- _SHORT EXERCISE_:
Emit the line that holds "fingernail in the photo above." and all lines following it through the end of the data, verbatim, and nothing else.

- _DATASET EXTRACT_:

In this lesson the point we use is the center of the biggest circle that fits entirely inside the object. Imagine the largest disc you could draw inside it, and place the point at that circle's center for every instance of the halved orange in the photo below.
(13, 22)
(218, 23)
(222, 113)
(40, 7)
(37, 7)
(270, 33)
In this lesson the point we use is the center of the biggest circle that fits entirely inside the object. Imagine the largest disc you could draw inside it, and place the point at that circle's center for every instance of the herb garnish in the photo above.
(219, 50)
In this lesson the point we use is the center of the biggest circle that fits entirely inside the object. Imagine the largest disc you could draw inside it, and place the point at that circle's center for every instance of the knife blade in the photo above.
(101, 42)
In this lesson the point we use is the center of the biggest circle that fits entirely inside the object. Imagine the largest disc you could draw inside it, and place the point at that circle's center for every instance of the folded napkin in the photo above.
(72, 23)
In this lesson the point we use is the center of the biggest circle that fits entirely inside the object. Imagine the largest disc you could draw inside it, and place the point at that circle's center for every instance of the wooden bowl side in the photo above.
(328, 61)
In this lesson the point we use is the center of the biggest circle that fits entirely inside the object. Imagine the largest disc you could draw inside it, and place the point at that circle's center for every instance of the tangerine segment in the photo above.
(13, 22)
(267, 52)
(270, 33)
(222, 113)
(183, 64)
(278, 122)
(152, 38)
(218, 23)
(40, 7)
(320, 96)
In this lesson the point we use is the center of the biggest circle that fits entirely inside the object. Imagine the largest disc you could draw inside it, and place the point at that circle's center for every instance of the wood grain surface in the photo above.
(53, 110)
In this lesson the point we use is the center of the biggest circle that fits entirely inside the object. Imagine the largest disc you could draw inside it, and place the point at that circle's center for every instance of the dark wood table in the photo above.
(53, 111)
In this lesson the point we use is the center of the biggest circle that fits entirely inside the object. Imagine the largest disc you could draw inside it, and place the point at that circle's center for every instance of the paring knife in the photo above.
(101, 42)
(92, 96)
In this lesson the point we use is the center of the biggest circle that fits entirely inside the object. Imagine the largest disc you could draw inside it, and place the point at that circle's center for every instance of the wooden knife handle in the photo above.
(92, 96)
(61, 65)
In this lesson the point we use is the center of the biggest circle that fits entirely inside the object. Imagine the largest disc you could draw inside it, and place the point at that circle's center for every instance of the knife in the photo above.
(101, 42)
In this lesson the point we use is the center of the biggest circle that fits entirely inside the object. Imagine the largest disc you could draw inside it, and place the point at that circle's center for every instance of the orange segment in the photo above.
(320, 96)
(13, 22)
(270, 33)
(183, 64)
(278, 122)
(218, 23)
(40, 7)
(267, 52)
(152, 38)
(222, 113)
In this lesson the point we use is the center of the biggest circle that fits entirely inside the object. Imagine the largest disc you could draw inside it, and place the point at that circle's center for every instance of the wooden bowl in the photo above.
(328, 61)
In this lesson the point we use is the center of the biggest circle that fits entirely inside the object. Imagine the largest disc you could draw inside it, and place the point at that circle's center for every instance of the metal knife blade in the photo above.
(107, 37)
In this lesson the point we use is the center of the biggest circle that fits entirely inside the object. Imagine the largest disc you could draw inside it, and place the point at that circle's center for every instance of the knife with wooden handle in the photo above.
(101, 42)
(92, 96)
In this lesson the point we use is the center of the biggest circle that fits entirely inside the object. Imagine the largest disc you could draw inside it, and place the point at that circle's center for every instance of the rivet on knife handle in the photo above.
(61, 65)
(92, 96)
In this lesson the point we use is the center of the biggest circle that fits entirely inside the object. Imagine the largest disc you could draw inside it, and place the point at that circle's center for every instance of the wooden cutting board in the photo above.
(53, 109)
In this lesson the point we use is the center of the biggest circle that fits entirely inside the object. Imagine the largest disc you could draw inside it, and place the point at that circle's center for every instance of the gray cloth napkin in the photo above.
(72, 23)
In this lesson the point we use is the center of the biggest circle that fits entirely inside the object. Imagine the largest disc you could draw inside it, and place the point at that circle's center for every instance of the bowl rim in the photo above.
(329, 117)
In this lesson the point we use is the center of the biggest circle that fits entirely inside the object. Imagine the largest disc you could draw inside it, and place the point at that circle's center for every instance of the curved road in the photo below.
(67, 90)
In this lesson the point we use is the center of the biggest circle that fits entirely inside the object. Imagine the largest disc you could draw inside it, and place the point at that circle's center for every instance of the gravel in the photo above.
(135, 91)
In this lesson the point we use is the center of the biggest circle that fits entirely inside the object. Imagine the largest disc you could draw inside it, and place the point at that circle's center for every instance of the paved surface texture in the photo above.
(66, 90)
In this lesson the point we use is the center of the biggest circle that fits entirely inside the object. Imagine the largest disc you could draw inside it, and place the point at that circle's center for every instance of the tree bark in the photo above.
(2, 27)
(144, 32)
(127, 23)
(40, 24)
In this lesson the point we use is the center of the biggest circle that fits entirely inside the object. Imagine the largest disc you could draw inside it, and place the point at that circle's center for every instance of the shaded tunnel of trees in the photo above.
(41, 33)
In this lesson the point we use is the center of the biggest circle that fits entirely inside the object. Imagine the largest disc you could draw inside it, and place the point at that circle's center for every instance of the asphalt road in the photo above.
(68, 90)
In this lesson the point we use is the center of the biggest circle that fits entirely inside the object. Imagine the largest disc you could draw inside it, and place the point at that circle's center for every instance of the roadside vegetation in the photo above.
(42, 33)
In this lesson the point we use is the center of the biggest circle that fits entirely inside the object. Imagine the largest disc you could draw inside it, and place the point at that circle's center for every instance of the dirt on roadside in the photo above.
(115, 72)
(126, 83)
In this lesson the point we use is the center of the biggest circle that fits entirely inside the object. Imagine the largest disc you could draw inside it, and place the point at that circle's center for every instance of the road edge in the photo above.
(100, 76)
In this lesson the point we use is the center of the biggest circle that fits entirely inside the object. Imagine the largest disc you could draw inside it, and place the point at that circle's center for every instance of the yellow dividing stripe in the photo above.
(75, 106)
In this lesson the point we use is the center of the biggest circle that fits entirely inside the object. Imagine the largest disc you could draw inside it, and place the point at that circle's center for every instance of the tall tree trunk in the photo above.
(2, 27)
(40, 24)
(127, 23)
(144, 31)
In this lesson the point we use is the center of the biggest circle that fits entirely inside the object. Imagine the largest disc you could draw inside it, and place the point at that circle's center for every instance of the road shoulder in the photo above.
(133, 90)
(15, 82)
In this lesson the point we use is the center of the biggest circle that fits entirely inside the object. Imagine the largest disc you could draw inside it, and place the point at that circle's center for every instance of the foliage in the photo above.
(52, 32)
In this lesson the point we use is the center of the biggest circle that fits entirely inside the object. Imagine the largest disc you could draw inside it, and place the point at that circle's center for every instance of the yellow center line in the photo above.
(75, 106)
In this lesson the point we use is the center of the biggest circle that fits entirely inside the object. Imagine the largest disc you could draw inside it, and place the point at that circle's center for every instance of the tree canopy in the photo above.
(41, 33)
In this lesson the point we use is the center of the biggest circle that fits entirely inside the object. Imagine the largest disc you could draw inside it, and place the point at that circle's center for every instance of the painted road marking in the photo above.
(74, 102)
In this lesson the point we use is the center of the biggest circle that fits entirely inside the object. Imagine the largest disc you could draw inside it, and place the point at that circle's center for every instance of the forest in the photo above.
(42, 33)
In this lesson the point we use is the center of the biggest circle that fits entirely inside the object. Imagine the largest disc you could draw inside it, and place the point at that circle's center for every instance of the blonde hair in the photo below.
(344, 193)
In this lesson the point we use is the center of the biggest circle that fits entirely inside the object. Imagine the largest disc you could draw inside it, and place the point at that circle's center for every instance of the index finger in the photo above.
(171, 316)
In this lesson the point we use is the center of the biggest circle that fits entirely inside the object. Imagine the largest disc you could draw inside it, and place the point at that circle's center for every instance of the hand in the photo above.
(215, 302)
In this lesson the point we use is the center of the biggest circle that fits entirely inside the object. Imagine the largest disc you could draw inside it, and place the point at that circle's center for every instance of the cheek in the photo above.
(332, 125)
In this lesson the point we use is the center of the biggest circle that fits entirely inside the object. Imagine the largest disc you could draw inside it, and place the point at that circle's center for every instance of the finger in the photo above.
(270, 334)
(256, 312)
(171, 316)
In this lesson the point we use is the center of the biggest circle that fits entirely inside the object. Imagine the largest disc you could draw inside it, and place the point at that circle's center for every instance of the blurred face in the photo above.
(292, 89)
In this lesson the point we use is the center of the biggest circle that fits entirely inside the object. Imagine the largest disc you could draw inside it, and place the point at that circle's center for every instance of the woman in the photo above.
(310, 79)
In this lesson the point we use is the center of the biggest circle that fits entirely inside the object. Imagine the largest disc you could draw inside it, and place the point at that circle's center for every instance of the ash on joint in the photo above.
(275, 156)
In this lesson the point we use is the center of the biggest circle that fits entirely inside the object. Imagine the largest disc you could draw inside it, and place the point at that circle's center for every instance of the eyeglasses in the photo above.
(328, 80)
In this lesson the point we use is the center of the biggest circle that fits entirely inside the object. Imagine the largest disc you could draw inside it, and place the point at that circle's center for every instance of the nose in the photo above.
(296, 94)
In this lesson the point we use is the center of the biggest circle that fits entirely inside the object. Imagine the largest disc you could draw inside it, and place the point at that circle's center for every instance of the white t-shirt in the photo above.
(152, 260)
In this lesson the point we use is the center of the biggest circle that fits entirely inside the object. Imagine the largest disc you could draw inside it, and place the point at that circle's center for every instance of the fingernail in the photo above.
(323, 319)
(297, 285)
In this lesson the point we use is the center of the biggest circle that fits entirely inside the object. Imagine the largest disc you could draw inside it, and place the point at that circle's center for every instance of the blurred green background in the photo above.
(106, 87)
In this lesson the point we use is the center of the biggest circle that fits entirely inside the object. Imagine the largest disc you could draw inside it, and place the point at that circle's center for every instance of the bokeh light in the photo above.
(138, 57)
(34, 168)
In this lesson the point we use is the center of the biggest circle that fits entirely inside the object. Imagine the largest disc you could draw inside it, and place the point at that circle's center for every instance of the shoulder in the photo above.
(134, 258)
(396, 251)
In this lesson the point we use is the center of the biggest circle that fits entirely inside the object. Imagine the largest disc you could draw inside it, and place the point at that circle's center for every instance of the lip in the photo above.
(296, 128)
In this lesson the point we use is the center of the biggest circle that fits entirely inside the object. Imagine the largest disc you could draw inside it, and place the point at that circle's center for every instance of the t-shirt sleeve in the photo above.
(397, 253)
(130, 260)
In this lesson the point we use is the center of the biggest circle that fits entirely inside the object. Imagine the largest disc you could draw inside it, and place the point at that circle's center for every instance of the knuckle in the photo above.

- _CORRECT ANSWER_:
In this lesson the point we use is the center of the biggest circle that fits entirely inside the object. Imagine the largest disc you could draw inside it, and place the point at that circle's center for every instance of the fingernail in the photo above.
(323, 319)
(297, 285)
In this lesson the point we use is the center of the biggest circle that fits entirely inside the object. Imagine the largest disc you could draw inside it, and place the point at that circle's center for every instance of the blurred green background in the photo above.
(106, 87)
In this lesson the point we use is the center of the biggest circle that fits entirely inside the object. Imagine the largest disc you could draw inside it, and place the point at that circle's center for every instance of the bokeh light in the photo above.
(138, 57)
(34, 168)
In this lesson the point we use is the center of the biggest circle that fits entirely inside the object. Imagine the largest disc you could draw inside it, and place the point at that circle's center for every instance of the shoulder in the photo above.
(134, 258)
(396, 251)
In this lesson the point we use is the center of the biggest circle that fits entirely inside the object. Imagine the largest disc you could draw inside it, and place the point at that circle's center for every instance of the lip in the photo above.
(296, 128)
In this lesson the point we use is the center of the biggest circle that fits entirely inside the object. Imagine the largest disc you could draw inside it, and place the point at that circle's center for every instance of the t-shirt sleeve in the photo above.
(397, 253)
(130, 260)
In this lesson the point we use is the center of the biggest circle that fits entirely inside the object. Imagine the largest disc you could draw inside it, and place the point at that circle's center for every instance of the knuckle in the photo above.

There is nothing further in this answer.